**Problem**
Tally the lines below that hold the string "Target", and give only the tally.

**Data records**
***

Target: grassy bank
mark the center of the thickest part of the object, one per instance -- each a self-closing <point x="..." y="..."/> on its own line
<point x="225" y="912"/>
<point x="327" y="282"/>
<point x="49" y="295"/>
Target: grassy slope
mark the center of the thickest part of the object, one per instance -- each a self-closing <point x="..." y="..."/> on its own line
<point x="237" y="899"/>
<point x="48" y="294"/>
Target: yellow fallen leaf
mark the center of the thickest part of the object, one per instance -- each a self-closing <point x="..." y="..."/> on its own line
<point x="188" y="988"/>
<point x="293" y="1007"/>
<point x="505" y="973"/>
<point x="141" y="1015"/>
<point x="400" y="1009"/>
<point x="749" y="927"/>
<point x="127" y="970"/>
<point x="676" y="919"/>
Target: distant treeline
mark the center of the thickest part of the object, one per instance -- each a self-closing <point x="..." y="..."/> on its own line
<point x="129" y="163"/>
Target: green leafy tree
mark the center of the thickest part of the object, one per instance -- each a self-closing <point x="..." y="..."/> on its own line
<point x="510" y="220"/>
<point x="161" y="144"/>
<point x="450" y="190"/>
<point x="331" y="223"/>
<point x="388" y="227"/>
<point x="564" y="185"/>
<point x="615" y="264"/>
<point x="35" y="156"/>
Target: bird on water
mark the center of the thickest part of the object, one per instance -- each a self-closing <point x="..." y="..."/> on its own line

***

**Exercise answer**
6